DIRECTIONS FOR THIS TASK: Copy every line of the records below without any change, leaving out the pictures.

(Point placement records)
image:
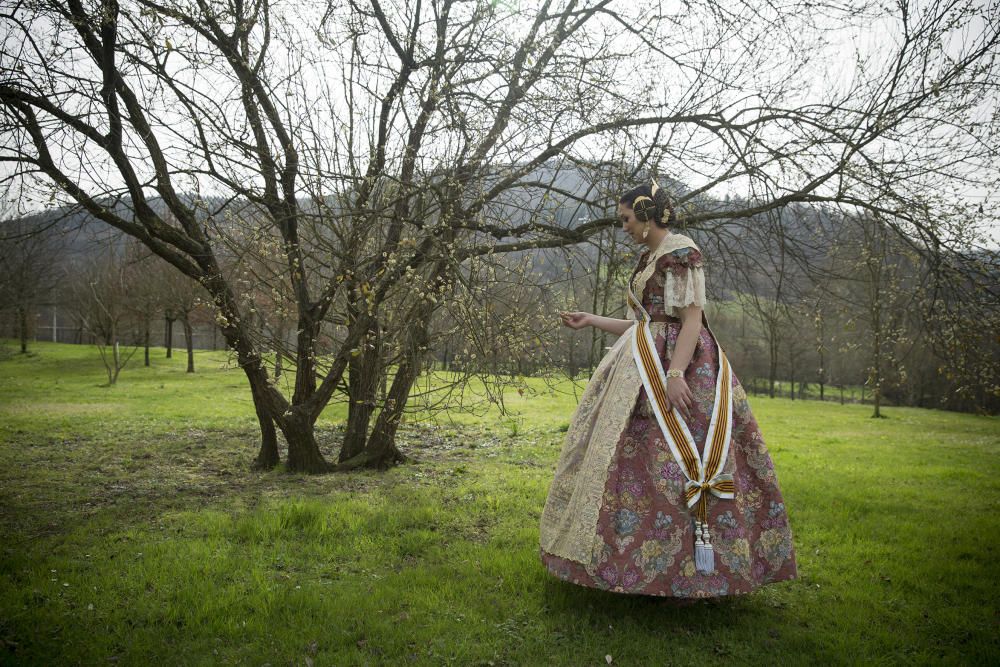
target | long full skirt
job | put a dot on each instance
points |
(643, 541)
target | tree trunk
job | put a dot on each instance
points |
(22, 320)
(189, 342)
(268, 456)
(168, 337)
(303, 450)
(362, 381)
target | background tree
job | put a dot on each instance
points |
(383, 148)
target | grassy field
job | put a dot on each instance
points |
(133, 533)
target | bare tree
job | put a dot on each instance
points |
(30, 269)
(100, 294)
(368, 155)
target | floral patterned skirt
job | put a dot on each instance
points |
(646, 538)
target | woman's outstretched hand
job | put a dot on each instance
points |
(680, 396)
(575, 319)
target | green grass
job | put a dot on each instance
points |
(134, 532)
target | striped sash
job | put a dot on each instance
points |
(703, 473)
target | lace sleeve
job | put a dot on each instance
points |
(683, 278)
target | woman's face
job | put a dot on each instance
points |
(630, 225)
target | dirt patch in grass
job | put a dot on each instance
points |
(49, 483)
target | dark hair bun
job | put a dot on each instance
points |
(645, 209)
(664, 207)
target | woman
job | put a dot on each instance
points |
(664, 485)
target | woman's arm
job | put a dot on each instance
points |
(578, 320)
(678, 392)
(687, 339)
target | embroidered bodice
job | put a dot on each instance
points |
(670, 277)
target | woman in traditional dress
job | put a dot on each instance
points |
(664, 485)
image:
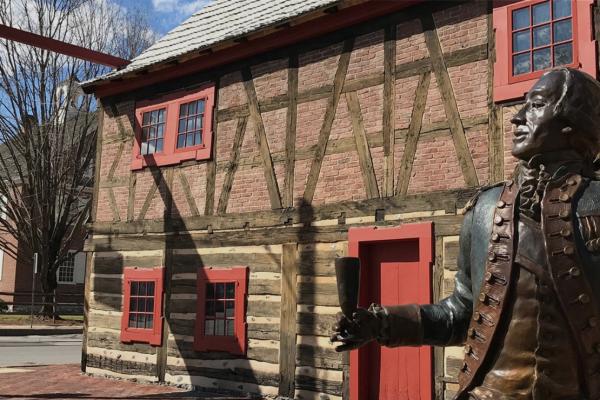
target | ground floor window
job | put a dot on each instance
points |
(142, 305)
(221, 310)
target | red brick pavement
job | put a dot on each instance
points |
(66, 382)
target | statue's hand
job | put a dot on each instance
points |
(356, 332)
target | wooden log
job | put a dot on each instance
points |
(231, 374)
(112, 341)
(463, 153)
(184, 349)
(315, 324)
(121, 366)
(362, 147)
(256, 262)
(338, 83)
(318, 385)
(107, 285)
(261, 140)
(447, 200)
(312, 356)
(115, 265)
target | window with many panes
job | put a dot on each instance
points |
(542, 36)
(221, 309)
(153, 131)
(189, 128)
(174, 128)
(142, 305)
(66, 269)
(533, 36)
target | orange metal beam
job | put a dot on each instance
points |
(57, 46)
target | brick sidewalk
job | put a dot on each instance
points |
(66, 382)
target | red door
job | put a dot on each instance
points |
(393, 271)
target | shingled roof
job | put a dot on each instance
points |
(219, 21)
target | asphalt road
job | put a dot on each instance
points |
(40, 350)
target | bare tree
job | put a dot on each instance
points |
(48, 127)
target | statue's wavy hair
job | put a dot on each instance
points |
(579, 107)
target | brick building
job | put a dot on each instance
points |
(250, 146)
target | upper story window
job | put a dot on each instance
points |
(189, 131)
(174, 128)
(221, 310)
(542, 37)
(142, 305)
(533, 36)
(66, 270)
(153, 131)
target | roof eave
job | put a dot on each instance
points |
(281, 34)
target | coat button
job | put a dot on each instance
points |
(569, 250)
(488, 277)
(565, 232)
(583, 298)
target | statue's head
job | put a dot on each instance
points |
(561, 112)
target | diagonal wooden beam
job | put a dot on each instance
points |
(442, 77)
(332, 102)
(261, 139)
(389, 73)
(233, 165)
(495, 134)
(412, 136)
(115, 164)
(150, 196)
(188, 193)
(290, 132)
(68, 49)
(362, 146)
(113, 205)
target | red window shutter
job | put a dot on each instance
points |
(153, 333)
(235, 344)
(510, 87)
(170, 154)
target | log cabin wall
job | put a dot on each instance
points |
(386, 123)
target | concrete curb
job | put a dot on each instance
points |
(20, 330)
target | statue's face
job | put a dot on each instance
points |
(538, 129)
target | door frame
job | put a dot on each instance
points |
(423, 232)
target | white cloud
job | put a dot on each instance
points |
(183, 8)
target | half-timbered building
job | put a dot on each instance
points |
(250, 146)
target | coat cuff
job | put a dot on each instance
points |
(400, 325)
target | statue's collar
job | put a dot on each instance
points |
(557, 164)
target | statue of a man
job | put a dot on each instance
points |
(527, 299)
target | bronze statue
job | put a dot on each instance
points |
(527, 298)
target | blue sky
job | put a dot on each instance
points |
(165, 15)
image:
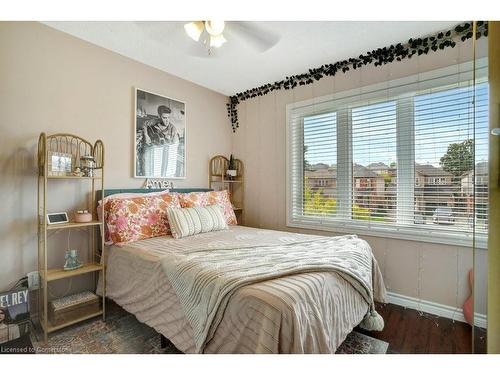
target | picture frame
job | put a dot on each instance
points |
(159, 136)
(59, 164)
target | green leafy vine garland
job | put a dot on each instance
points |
(378, 57)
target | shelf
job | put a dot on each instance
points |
(51, 328)
(59, 273)
(72, 225)
(72, 178)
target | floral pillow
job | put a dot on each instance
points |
(138, 218)
(209, 198)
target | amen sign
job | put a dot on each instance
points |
(13, 298)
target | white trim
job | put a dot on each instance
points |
(434, 308)
(135, 138)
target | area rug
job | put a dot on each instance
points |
(122, 333)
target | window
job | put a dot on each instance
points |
(400, 161)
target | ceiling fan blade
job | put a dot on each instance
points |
(255, 35)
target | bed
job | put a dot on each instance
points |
(297, 312)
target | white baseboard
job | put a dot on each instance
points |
(434, 308)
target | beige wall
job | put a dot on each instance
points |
(52, 82)
(411, 268)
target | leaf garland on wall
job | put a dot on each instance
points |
(377, 57)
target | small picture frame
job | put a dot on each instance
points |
(60, 164)
(57, 218)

REPLY:
image:
target | long full skirt
job | put a dot on each instance
points |
(643, 541)
target | tree trunk
job | put a dot on each instance
points |
(22, 320)
(189, 342)
(268, 456)
(168, 337)
(303, 450)
(362, 381)
target | background tree
job | put a dot on each instance
points |
(383, 148)
target | grassy field
job | put a dot on each instance
points |
(133, 533)
target | bare tree
job | put a dot on each instance
points |
(30, 269)
(100, 294)
(368, 155)
target | floral patterned skirt
job | put a dot on each instance
points |
(646, 538)
target | woman's outstretched hand
job | put a dot on each instance
points |
(680, 396)
(575, 319)
target | green grass
job | put a dot on each instance
points |
(134, 532)
target | striped sash
job | put a dot on each instance
points |
(703, 473)
target | lace sleeve
job | put a dot on each instance
points |
(683, 278)
target | woman's face
job | put a dot on each instance
points |
(630, 225)
target | dirt patch in grass
job | put a dot on each instance
points |
(49, 483)
target | dark hair bun
job | put a dot on each instance
points |
(645, 209)
(664, 207)
target | woman
job | put a dot on each instance
points |
(664, 485)
target | woman's arm
job | put a dot on each instance
points |
(578, 320)
(678, 392)
(687, 339)
target | embroidered bodice
job | put a dot on each instance
points |
(670, 277)
target | woman in traditional dress
job | put a dot on each instance
points |
(664, 485)
image:
target | ground floor window
job | put a dot on each instance
points |
(142, 305)
(221, 310)
target | red brick pavement
job | put a dot on each instance
points |
(66, 382)
target | statue's hand
job | put a dot on each instance
points |
(356, 332)
target | wooden log
job | put a dot on each instance
points |
(231, 374)
(112, 341)
(463, 153)
(184, 349)
(315, 324)
(121, 366)
(362, 147)
(256, 262)
(338, 83)
(318, 385)
(107, 285)
(261, 140)
(447, 200)
(312, 356)
(115, 265)
target | window with many panes
job | put a dot on each instance
points |
(542, 36)
(221, 309)
(153, 131)
(189, 128)
(174, 128)
(142, 305)
(66, 269)
(533, 36)
target | orange metal beam
job | put a dot on each instance
points |
(57, 46)
target | brick sidewalk
job | put a dot on each instance
points |
(66, 382)
target | red door
job | put a dot on each instance
points |
(393, 271)
target | shingled roof
job | put a dot on each instance
points |
(219, 21)
target | asphalt road
job | put a dot on each instance
points |
(40, 350)
target | bare tree
job | put a dot on each instance
points |
(48, 127)
target | statue's wavy hair
job | put a dot on each instance
points |
(579, 107)
target | brick building
job | put a dot on each instance
points |
(250, 146)
target | upper story window
job | put a dot on each instance
points |
(189, 131)
(174, 128)
(221, 310)
(542, 37)
(142, 305)
(533, 36)
(66, 270)
(153, 131)
target | roof eave
job | put a dot on each instance
points |
(281, 34)
target | coat button
job | put a dot on each instance
points |
(569, 250)
(488, 277)
(565, 232)
(583, 298)
target | statue's head
job | put a dot on each instance
points |
(561, 112)
target | diagonal wooden beam
job | put a dot on each instance
points |
(442, 77)
(332, 102)
(261, 139)
(389, 73)
(233, 165)
(495, 134)
(412, 136)
(115, 164)
(150, 196)
(188, 193)
(290, 132)
(68, 49)
(362, 146)
(113, 205)
target | red window shutter
job | put a dot on each instance
points |
(153, 333)
(235, 344)
(510, 87)
(170, 154)
target | log cabin wall
job | put a dot on each instance
points |
(386, 123)
target | concrete curb
job | put a dot on each instance
points |
(20, 330)
target | statue's face
job | put a dot on each instance
points |
(538, 129)
target | door frame
job | put a dot on each instance
points |
(423, 232)
target | white cloud
job | put a dot on each instance
points |
(183, 8)
target | half-timbered building
job | put a dot on each instance
points |
(250, 146)
target | coat cuff
job | put a dot on each instance
points |
(400, 325)
target | statue's collar
job | put a dot on each instance
points |
(557, 164)
target | statue of a man
job | put a dot on each instance
points |
(527, 299)
target | bronze statue
job | put a dot on each instance
points |
(527, 298)
target | blue sky
job | put a dot on each instance
points |
(165, 15)
image:
target | picture frame
job | put a dot on each instance
points |
(159, 136)
(59, 164)
target | green leafy vine garland
job | put a dot on each instance
points |
(378, 57)
target | shelf
job | put a dot on each instance
points |
(51, 328)
(59, 273)
(72, 225)
(72, 178)
target | floral pillow
job | put a dot on each instance
points |
(138, 218)
(209, 198)
target | amen sign
job | put a dot on each instance
points |
(13, 298)
target | white trim
job | put a dot on each instance
points |
(434, 308)
(135, 138)
target | area rug
job | put a dot on each instance
points |
(122, 333)
target | window
job | put a dot on each instance
points |
(400, 161)
target | ceiling fan blade
job | put a dot on each instance
points |
(255, 35)
target | bed
job | put a dot on each instance
points |
(297, 312)
target | white baseboard
job | put a dot on each instance
points |
(434, 308)
target | beige wall
job | put a dot on each instance
points |
(52, 82)
(411, 268)
target | leaf garland on wall
job | put a dot on each instance
points |
(377, 57)
target | small picture frame
job | put a dot on each instance
points |
(60, 164)
(57, 218)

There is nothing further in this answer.